◆ Exercise directions
Present the lines below as a Markdown table with two columns, No. and Line, numbering each row and skipping blank lines. Leave the pictures out of the answer.

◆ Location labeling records
★ ★ ★ ★ ★
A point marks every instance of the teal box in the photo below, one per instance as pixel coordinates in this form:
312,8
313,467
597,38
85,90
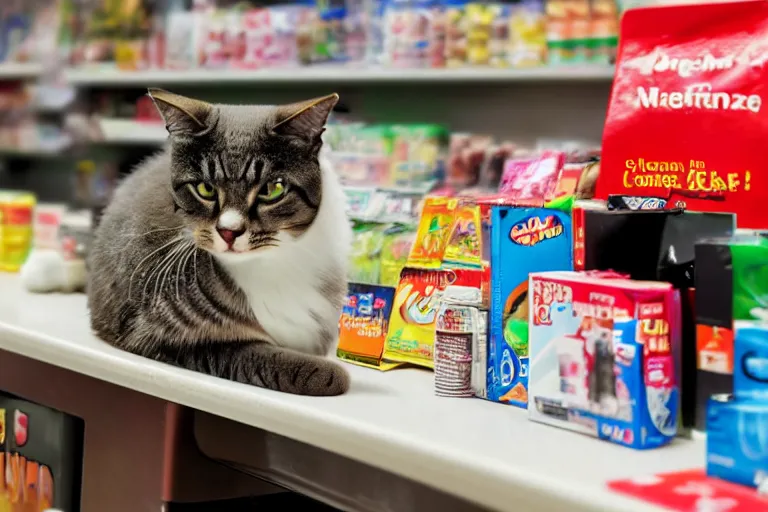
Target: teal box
521,241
★ ★ ★ ★ ★
◆ Exercise solution
| No. | Line |
|---|---|
| 1 | A point marks every instance of the teal box in the photo below, one per instance as pixel coordinates in this form: |
| 2 | 312,8 |
| 3 | 313,467 |
| 4 | 597,38 |
| 5 | 85,90 |
| 6 | Target: teal box |
| 7 | 521,241 |